Stored items from a collection:
-- Opening Marker --
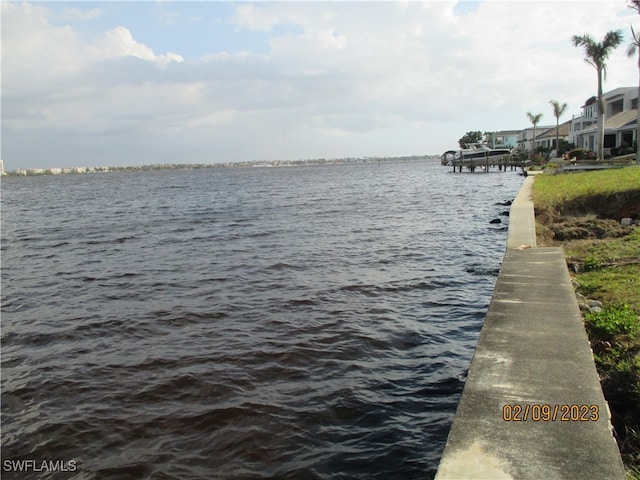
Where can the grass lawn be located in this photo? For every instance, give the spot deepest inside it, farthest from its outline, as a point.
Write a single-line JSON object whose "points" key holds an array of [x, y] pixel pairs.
{"points": [[581, 212]]}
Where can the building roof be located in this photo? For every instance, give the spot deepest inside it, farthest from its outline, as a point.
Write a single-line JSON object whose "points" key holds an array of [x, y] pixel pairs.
{"points": [[507, 132], [563, 131], [621, 119]]}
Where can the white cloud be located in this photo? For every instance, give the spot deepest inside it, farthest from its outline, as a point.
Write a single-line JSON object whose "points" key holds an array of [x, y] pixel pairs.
{"points": [[118, 42], [338, 79]]}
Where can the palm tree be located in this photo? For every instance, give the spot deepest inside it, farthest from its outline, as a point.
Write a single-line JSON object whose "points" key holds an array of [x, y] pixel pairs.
{"points": [[557, 111], [534, 119], [596, 56], [631, 51]]}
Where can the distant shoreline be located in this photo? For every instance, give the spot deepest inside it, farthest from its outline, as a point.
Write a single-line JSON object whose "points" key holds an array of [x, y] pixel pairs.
{"points": [[29, 172]]}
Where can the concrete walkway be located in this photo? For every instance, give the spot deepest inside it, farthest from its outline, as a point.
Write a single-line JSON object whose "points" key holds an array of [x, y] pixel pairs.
{"points": [[532, 406]]}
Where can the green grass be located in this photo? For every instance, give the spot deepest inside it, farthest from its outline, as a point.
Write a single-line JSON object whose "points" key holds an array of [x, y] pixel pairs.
{"points": [[553, 192], [609, 271]]}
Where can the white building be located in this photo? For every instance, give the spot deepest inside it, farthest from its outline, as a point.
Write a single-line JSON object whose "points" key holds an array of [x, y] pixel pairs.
{"points": [[620, 121], [525, 138]]}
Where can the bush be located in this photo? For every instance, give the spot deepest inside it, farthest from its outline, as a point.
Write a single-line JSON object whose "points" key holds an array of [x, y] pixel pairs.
{"points": [[582, 154], [613, 320]]}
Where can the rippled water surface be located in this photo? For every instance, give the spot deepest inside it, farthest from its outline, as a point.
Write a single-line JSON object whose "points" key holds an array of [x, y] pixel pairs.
{"points": [[305, 322]]}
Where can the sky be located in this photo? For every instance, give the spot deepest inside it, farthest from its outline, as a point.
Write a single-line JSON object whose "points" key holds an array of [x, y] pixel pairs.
{"points": [[133, 83]]}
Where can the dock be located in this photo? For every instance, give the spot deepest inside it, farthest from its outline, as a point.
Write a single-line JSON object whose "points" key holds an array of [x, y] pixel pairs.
{"points": [[487, 162], [532, 406]]}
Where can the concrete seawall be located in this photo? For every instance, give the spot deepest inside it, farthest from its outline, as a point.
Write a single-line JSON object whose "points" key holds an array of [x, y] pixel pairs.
{"points": [[532, 405]]}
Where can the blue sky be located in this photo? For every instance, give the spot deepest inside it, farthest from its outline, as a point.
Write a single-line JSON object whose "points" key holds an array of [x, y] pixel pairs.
{"points": [[125, 83]]}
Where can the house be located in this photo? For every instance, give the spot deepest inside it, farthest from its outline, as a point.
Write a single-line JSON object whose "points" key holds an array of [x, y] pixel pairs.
{"points": [[621, 117], [525, 137], [548, 138], [505, 139]]}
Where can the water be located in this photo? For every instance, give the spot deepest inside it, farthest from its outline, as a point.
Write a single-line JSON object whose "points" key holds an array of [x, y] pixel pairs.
{"points": [[305, 322]]}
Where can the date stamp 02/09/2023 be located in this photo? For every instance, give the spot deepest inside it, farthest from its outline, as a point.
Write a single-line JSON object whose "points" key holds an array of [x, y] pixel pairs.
{"points": [[550, 413]]}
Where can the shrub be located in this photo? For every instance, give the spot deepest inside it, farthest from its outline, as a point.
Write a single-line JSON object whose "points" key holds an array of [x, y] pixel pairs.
{"points": [[582, 154], [613, 320]]}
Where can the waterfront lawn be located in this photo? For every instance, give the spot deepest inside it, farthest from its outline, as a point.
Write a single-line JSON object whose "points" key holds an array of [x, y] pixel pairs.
{"points": [[608, 270], [561, 193]]}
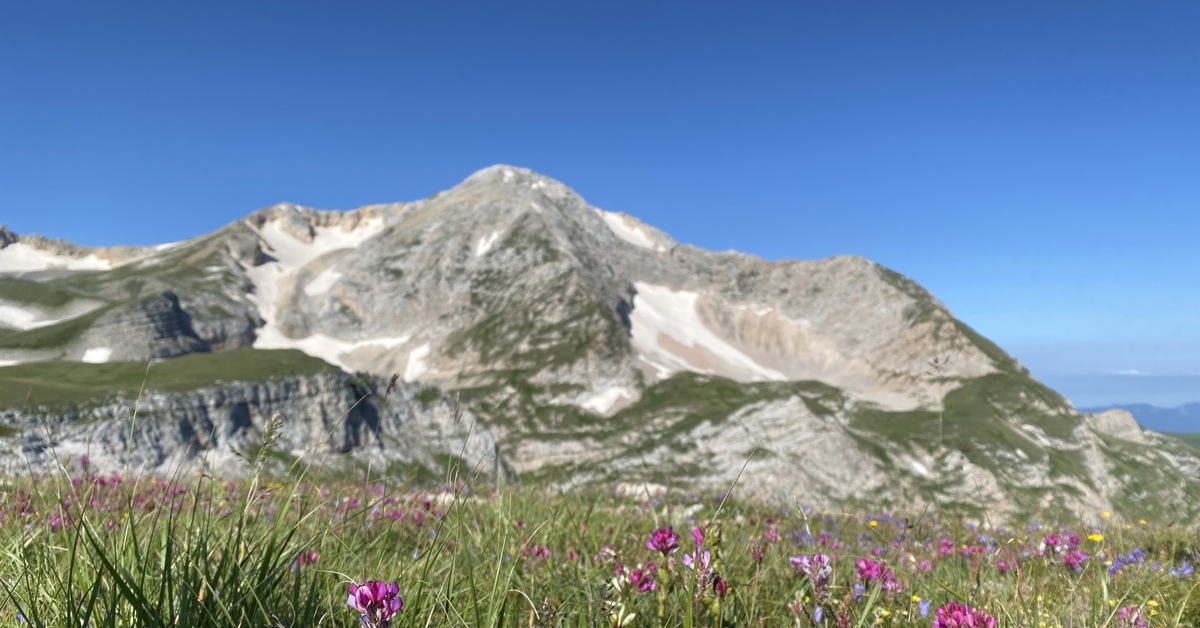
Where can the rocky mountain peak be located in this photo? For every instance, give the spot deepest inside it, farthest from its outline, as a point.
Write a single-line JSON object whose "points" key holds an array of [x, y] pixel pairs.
{"points": [[589, 344]]}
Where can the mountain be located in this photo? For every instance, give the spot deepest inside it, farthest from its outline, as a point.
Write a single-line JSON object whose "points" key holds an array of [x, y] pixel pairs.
{"points": [[1183, 419], [582, 345]]}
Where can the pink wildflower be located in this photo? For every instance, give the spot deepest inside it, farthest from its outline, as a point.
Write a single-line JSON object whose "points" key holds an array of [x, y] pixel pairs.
{"points": [[643, 579], [664, 539], [955, 615], [376, 600]]}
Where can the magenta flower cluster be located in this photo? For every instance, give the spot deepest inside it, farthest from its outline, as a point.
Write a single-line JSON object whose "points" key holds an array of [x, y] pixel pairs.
{"points": [[664, 539], [377, 602], [955, 615]]}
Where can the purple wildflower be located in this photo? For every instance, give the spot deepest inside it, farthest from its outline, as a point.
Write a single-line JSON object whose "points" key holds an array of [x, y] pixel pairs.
{"points": [[955, 615], [643, 579], [376, 600], [664, 539]]}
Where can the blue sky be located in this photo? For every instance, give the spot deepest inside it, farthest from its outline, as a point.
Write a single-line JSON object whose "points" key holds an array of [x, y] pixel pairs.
{"points": [[1035, 165]]}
-- Closing Marker --
_WHAT TO DO_
Pictures omitted, give the entries again exactly.

_TASK RESPONSE_
Where can the grass lawn be located in this photo? For every instance, give the spot deepest inside it, farthest from its outline, as a point.
Write a single-line JSON object whose "points" key holds an array of [x, y] pixel pairs.
{"points": [[581, 212]]}
Where can the building roof be located in this photo? For every instance, give the spot deepest inside it, farthest from its outline, as a point.
Write a single-line JSON object whose "points" key holds an array of [x, y] pixel pairs.
{"points": [[507, 132], [563, 131], [621, 119]]}
Where can the white cloud be located in this photo? For every instance, give the spot deepest inside it, farthest from its outline, as a point.
Write a single-line JSON object whose "points" key holds an array of [x, y] pixel pairs.
{"points": [[118, 42], [338, 79]]}
Where can the palm tree be located in this photo? For every instance, give the spot deepest inside it, farthest from its outline, as a point.
Write a single-line JSON object whose "points" key holds an array of [x, y] pixel pairs.
{"points": [[557, 111], [534, 119], [596, 56], [631, 51]]}
Where can the distant shoreline be located in this photo? For every instance, give the spot deepest inside it, farthest from its outline, as a point.
Write a single-line JSON object whose "points" key holds an array of [x, y] pixel pairs.
{"points": [[29, 172]]}
Where can the concrete walkway be located in this photo? For every instance, give the spot deepest inside it, farthest from its outline, as a point.
Write a single-line JSON object whose "points" key holds an array of [x, y] pixel pairs.
{"points": [[532, 406]]}
Where can the green grass be located in this photo? For every instance, give the spot deepest inside it, farthest from its outline, as a point.
Write a single-line JSON object whose "points" key holds an array of [x, y] pixel pairs.
{"points": [[553, 192], [609, 271]]}
Where can the white building be located in this photo? For every instance, give the spot deepest inside it, farthest from its outline, as a point.
Write a single-line JSON object whose "points" key holds an array of [x, y] pixel pairs.
{"points": [[620, 121], [525, 138]]}
Where can the bush be located in this photo? For every instance, give the spot deepest inside it, farthest from its outline, as a point.
Write a single-line JSON object whose "points" key holds an array of [x, y] pixel pairs.
{"points": [[582, 154], [613, 320]]}
Where can the rippled water surface be located in this photo? For every instance, give the spot deepest inside it, farthest from its outline, as a point.
Write a single-line JSON object whose "points" key holds an array of [x, y] pixel pairs.
{"points": [[305, 322]]}
Where can the sky be located in this photo? For every instance, give the spot deepest inside it, farthest from its outline, as a point.
Write a single-line JSON object whose "points" key holds an array of [x, y] pixel pairs.
{"points": [[133, 83]]}
Where can the dock be located in this photo? For every instance, give the spot deepest inside it, farthest from its outline, as a point.
Write a single-line JSON object whose "points" key holds an array of [x, y] pixel pairs.
{"points": [[487, 162], [532, 406]]}
Where can the concrete seawall be located in this photo? For every instance, give the spot deepest inside it, farthest from its outline, as a point.
Write a single-line JSON object whose "points" key holds an array of [x, y] pixel pairs.
{"points": [[532, 405]]}
Where can the blue sky be located in this photo? For every instance, give the spot deepest inside it, farthest from its outline, as a point.
Write a single-line JSON object whose "points" key holds an array of [x, y] pixel pairs.
{"points": [[125, 83]]}
Where can the house be located in this photo? For every instance, give the spot deepest inside it, farthest from its outline, as a point.
Write a single-line JSON object whose "points" key holds an array of [x, y] pixel pairs.
{"points": [[621, 117], [525, 137], [548, 138], [505, 139]]}
Where can the water be located in this photo? For every instance, give the spot deepest inside it, farthest from its outline, as a point.
Write a single-line JSON object whose "points" key holds an array of [x, y] pixel pairs.
{"points": [[305, 322]]}
Where can the date stamp 02/09/2023 be located in this photo? For every instance, give the spot deepest inside it, farthest from its outline, as a point.
Write a single-line JSON object whose "points" key holds an array of [x, y] pixel pairs.
{"points": [[550, 413]]}
Where can the shrub be located in this photo? For every instance, give the spot deepest inside it, farthest from its outline, as a point.
Write a single-line JSON object whose "points" key holds an array of [x, y] pixel pairs.
{"points": [[582, 154], [613, 320]]}
Where can the waterfront lawn be located in this photo? For every instance, give the spot deepest inside it, farthest from its outline, as a point.
Write a single-line JSON object whose "points" key holds an array of [x, y] pixel pairs.
{"points": [[608, 270], [561, 193]]}
Where can the rocky mountain peak be located in this photo? For every instance, give the spot deepest inside it, farthest from its outline, as a point.
Write a single-line JSON object whose "points" key holds an array of [x, y] pixel pairs.
{"points": [[589, 344]]}
Where can the mountain be located in this photo? For every instance, give the spot deepest inside it, farthest from its outline, as a point.
Write a single-line JSON object whose "points" key holds an array of [x, y] pixel pairs.
{"points": [[1183, 419], [582, 345]]}
Where can the pink wildflower be located in this photo? For every instance, give the spot deepest inside it, farthest from its outline, as a point.
Write a single-line JSON object whose "points" key holds an array of [x, y] pixel pairs.
{"points": [[643, 579], [664, 539], [955, 615], [376, 600]]}
Where can the magenta flower cluster be located in this photo? For every instance, give the spot deepest inside it, farthest from its outline, as a point.
Write a single-line JSON object whose "points" key holds an array of [x, y] pixel pairs.
{"points": [[664, 539], [377, 602], [955, 615]]}
Where can the purple wildflower be located in this photo? For every instance, give the spot deepest inside it, farthest from its outline, as a point.
Write a single-line JSON object whose "points" key holds an array of [x, y] pixel pairs.
{"points": [[955, 615], [643, 579], [376, 600], [664, 539]]}
Where can the blue sky be located in this photo? For every instance, give the spot deepest inside it, farthest from its outline, as a point.
Write a single-line JSON object whose "points" key holds an array of [x, y] pixel pairs.
{"points": [[1035, 165]]}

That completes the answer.